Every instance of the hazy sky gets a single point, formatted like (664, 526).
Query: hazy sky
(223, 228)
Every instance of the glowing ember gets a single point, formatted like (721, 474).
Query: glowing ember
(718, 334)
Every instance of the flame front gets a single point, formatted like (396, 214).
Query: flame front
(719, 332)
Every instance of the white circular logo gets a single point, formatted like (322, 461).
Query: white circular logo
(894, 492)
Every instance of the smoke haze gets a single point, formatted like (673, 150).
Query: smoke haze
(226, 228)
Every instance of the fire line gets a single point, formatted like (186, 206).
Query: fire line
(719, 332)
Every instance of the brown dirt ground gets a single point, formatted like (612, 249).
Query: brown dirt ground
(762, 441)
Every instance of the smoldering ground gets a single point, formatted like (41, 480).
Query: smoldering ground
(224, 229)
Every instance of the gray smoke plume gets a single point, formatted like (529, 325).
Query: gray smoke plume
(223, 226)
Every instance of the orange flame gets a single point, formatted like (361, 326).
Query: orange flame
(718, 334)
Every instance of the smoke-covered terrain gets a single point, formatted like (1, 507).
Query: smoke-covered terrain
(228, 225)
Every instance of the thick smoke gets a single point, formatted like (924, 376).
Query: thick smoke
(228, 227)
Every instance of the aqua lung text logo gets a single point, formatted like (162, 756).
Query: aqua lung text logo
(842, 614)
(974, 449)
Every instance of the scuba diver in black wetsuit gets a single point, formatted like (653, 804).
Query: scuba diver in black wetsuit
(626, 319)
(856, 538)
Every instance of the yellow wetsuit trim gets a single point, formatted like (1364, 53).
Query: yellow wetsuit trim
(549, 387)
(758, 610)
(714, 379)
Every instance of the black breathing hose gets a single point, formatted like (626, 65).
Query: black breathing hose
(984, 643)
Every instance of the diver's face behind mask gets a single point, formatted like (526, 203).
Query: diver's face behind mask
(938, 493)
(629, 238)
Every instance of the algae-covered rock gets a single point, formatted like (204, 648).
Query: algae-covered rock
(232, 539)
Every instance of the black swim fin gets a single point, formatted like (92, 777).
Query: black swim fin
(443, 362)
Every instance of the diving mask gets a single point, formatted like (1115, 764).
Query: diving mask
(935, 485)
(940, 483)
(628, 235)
==============================
§ WORK TO COMPLETE
Turn every line of the items above into a Markdown table with the columns "Row" and "Text". Number the rows in order and leave out any blank lines.

§ OUTPUT FOR THIS EXERCISE
| Row | Text |
|---|---|
| 1 | Every instance of the hazy sky gets a single point, formatted like (664, 526). |
| 2 | Query: hazy sky |
| 3 | (223, 228) |
| 4 | Every instance of the glowing ember gets a single point, formatted like (721, 474). |
| 5 | Query: glowing ember |
| 6 | (718, 334) |
| 7 | Every instance of the flame front gets a single point, formatted like (396, 214). |
| 8 | Query: flame front |
| 9 | (719, 332) |
| 10 | Every instance of the white circular logo gets a single point, formatted like (322, 461). |
| 11 | Query: white circular logo |
| 12 | (894, 492) |
| 13 | Every instance of the smoke haze gets a single point, formatted like (673, 150). |
| 14 | Query: smoke haze |
| 15 | (226, 228) |
| 16 | Every instance of the fire line gets a single point, formatted like (186, 206). |
| 17 | Query: fire line |
| 18 | (719, 332) |
| 19 | Every instance of the brown dirt ground gets a single point, formatted like (612, 249). |
| 20 | Query: brown dirt ground |
| 21 | (762, 441) |
| 22 | Every instance of the smoldering ground gets a single point, formatted like (41, 480). |
| 23 | Query: smoldering ground |
| 24 | (224, 229) |
| 25 | Every instance of the gray smoke plume gets a single point, formatted like (529, 325). |
| 26 | Query: gray smoke plume |
| 27 | (223, 226) |
| 28 | Every instance of the orange flame gets a single point, formatted like (361, 326). |
| 29 | Query: orange flame |
| 30 | (718, 334) |
| 31 | Every instance of the smoke-covered terrain gets a single point, formatted like (1, 507). |
| 32 | Query: smoke-covered terrain |
| 33 | (228, 225) |
| 34 | Every instance of the thick smoke gets a single point, formatted like (924, 376). |
| 35 | Query: thick smoke |
| 36 | (228, 227) |
| 37 | Every instance of the aqua lung text logo gets a single point, formatted like (162, 756). |
| 38 | Query: aqua lung text logo |
| 39 | (842, 614) |
| 40 | (974, 449) |
| 41 | Every instance of the scuba diver in black wetsuit gets a single point, formatted like (653, 804). |
| 42 | Query: scuba diver in black wetsuit |
| 43 | (626, 319) |
| 44 | (856, 538) |
| 45 | Every instance of the yellow wetsuit trim gets a single point, formatted like (1364, 53). |
| 46 | Query: yellow wetsuit trim |
| 47 | (549, 387) |
| 48 | (758, 610) |
| 49 | (714, 379) |
| 50 | Every instance of the black breathing hose gets a single point, formatted like (626, 65). |
| 51 | Query: black breathing hose |
| 52 | (984, 643) |
| 53 | Every instance of the diver's face behind mask gets a single point, formatted like (526, 203). |
| 54 | Query: diver's face behind mask |
| 55 | (938, 493) |
| 56 | (629, 238) |
| 57 | Every instance of the algae-covered rock gets a single point, formatted like (204, 648). |
| 58 | Query: algae-covered rock |
| 59 | (232, 539) |
| 60 | Every instance of the black swim fin gets a single point, formatted like (92, 777). |
| 61 | Query: black swim fin |
| 62 | (443, 362) |
| 63 | Every instance of the diving mask gets a single point, formatted like (1115, 764). |
| 64 | Query: diving mask |
| 65 | (935, 485) |
| 66 | (940, 483) |
| 67 | (628, 235) |